Pilot Katharine Board often sees pods of blue, gray and killer whales as she flies along the California coast. Compared to other pilots, however, she has a unique vantage point — low and slow — from the only operational zeppelin in the United States.
Board's airship, a modern model of an aircraft that is a throwback to the 1930s era of aviation, gives her a clear and steady view of the sea giants.
"The great thing about moving slowly and low — we fly 1,000 feet above the ground and our cruising speed is 40 miles per hour — is that you really get to see the world, you really do get to see the places you're in," Board said.
This past month California-based Airship Ventures, the company that owns the zeppelin, donated a day of flying to a group of scientists so they could film and photograph an orca pod in Washington's Puget Sound.
Usually the zeppelin — christened "Eureka" — offers commercial sightseeing flights along the West Coast for up to 12 passengers per flight, with prices ranging from $200 to $1,000 per person.
Many associate zeppelin flight with the tragedy of the German passenger airship Hindenburg, which exploded into flames at Lakehurst Naval Air Station in New Jersey on May 6, 1937, killing 36 people.
Since then, there's been many safety improvements with zeppelins, including a key difference: zeppelins no longer employ highly flammable hydrogen as lifting gas. The Eureka uses helium. The Eureka also uses a computerized wire system to steer the ship, and its structure is made of carbonfiber material.
While visually similar, zeppelins are different from the blimps often seen at sporting events. Blimps are much smaller and don't have the rigid structure.
"It's a balance between business and doing things that are really special," said Brian Hall, owner of Airship Ventures. "There are so many cool things we've done before with this platform."

# [SET EXERCISE]
Pick up the article on the Eureka zeppelin where it stops and keep writing it. The rows that follow are separate material, not part of the zeppelin article.

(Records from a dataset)
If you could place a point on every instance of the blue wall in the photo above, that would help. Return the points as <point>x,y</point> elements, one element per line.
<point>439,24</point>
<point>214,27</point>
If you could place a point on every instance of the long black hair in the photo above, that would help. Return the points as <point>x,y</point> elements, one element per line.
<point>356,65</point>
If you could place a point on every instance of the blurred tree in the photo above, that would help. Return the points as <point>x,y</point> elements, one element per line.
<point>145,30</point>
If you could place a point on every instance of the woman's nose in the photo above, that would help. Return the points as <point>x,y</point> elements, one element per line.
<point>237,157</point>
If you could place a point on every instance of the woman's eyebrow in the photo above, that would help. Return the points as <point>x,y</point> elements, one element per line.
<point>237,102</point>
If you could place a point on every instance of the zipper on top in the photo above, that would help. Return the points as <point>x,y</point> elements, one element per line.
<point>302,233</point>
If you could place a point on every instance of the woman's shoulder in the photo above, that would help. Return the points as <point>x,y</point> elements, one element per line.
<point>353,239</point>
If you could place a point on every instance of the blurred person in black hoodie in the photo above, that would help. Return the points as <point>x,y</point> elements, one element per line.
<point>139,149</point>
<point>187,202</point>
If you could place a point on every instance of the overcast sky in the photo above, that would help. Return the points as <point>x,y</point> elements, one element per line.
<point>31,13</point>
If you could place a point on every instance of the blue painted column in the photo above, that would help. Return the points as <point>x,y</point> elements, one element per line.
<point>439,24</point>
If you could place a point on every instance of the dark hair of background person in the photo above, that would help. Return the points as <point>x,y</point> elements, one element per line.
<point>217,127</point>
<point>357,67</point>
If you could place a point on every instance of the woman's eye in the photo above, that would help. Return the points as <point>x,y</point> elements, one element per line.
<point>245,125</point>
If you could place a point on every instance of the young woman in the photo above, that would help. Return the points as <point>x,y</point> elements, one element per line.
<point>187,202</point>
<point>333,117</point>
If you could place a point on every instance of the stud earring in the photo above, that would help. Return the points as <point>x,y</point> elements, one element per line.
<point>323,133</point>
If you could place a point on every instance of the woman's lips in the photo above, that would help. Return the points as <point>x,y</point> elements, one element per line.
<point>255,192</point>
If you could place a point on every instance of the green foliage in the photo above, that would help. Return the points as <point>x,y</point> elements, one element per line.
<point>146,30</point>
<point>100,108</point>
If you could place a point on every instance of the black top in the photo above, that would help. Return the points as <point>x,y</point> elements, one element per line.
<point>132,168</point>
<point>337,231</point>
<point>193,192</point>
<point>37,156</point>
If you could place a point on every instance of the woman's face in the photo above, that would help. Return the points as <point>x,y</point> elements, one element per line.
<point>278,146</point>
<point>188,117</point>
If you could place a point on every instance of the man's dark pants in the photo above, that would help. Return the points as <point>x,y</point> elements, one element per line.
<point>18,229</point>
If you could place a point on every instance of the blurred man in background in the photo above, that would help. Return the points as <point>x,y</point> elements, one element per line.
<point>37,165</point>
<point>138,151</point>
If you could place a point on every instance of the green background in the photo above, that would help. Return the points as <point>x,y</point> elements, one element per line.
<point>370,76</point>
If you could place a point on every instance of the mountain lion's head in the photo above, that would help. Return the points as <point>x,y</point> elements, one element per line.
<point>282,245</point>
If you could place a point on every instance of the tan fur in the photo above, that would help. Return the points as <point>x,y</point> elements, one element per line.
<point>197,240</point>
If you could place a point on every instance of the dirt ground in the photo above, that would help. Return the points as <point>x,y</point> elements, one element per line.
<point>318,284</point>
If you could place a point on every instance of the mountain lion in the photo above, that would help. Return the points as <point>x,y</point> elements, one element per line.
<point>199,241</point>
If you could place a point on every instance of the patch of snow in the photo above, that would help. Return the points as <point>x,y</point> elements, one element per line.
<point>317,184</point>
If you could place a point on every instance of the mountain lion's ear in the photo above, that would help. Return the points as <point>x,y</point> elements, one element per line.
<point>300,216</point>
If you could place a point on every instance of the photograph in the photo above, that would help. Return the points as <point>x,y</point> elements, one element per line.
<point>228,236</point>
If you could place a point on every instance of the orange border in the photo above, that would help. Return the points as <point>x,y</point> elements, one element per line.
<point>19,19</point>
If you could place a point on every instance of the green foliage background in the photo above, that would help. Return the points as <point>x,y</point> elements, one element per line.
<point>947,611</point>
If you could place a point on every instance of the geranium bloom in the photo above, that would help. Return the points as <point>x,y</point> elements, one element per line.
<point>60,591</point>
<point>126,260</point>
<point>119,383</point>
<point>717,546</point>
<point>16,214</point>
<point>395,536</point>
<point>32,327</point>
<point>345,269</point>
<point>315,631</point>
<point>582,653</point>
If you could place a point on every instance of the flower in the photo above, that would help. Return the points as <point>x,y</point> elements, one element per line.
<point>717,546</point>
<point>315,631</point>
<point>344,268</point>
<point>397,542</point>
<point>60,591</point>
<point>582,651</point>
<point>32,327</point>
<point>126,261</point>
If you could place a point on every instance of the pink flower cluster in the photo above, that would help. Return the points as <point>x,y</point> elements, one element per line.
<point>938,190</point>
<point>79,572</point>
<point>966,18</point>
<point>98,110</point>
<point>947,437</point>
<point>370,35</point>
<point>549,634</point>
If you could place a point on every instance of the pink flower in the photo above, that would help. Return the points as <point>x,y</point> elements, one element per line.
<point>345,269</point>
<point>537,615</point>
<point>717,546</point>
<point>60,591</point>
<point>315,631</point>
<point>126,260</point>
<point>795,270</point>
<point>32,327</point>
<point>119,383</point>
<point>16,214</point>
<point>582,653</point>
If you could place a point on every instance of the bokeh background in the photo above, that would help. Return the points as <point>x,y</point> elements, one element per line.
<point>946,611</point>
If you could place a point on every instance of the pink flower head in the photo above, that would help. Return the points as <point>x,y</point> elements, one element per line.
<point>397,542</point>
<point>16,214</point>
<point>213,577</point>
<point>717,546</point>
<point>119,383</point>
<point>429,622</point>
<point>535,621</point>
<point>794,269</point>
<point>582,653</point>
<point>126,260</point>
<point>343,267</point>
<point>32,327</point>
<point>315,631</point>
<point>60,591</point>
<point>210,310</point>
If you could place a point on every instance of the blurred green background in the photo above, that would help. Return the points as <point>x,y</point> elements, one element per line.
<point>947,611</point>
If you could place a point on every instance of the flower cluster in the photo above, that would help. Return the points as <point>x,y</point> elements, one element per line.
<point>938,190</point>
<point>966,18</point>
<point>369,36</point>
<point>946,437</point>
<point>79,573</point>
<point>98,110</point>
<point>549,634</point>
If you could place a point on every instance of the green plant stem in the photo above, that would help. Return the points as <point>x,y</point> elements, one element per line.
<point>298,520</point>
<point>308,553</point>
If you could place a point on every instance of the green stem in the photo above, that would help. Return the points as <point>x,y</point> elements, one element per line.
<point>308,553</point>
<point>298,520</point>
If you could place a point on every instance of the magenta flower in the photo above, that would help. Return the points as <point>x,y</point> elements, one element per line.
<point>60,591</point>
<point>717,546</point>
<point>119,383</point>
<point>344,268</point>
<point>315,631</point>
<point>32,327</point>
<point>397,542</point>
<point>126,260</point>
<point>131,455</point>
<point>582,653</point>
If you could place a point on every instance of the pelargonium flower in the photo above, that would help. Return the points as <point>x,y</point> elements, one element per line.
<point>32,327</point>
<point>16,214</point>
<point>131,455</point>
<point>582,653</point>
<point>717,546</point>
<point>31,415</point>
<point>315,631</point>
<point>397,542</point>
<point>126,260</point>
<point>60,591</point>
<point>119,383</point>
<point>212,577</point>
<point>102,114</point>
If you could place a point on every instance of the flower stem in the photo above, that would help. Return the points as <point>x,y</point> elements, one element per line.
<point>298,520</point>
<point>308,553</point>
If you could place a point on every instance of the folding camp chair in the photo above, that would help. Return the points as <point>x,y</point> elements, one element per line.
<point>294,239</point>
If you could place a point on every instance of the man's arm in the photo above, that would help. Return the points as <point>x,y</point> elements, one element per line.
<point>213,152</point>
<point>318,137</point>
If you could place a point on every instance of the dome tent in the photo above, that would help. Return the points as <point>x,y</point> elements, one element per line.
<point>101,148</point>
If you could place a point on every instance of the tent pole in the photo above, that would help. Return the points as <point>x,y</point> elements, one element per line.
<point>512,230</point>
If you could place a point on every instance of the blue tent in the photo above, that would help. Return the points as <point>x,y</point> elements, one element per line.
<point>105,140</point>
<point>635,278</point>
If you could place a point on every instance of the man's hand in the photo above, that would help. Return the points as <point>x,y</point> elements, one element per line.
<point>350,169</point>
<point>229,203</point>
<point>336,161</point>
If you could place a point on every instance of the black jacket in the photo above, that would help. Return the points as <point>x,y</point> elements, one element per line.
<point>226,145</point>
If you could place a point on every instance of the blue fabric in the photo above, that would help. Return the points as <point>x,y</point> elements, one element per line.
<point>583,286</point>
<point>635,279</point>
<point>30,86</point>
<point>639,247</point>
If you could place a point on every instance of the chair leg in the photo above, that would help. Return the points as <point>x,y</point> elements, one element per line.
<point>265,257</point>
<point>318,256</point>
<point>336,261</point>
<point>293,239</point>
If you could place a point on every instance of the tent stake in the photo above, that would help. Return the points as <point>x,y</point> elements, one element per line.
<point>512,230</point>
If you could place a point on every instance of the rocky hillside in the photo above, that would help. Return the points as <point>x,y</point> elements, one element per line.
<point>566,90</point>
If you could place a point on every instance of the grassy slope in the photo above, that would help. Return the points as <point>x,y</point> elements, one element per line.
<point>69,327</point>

# [FINAL RESULT]
Hall's airship has gone on research flights to examine biota in salt ponds, harmful algal blooms, and to seek out pipeline gas leak evidence.
Hall, who made his fortune in Silicon Valley, purchased his airship in 2006 after flying in a zeppelin during a trip to Germany. Eureka began flying in 2008, after months of negotiating permits to allow a zeppelin to fly again in American air space.
Eureka arrived in a cargo ship from Europe and was flown from Texas to its base in California. Hall said it took three days to cruise above Texas alone.
Hall was aboard for the whale research flight. After a few hours delay due to cloudy weather, the 246-feet long zeppelin took off from an airfield in Everett, Wash., and hovered to the American-Canadian border — an hour's flight away.
Scouting boats had tracked the orca pod, as the zeppelin floated aloft. Known as the southern resident killer whales, this group was designated as endangered in 2005. They live permanently in the Puget Sound, hunting salmon and other fish.
Scientists for the National Oceanic and Atmospheric Administration mounted high definition cameras on the bottom of the zeppelin. A researcher for the Center for Whale Research also took pictures to calculate body measurements.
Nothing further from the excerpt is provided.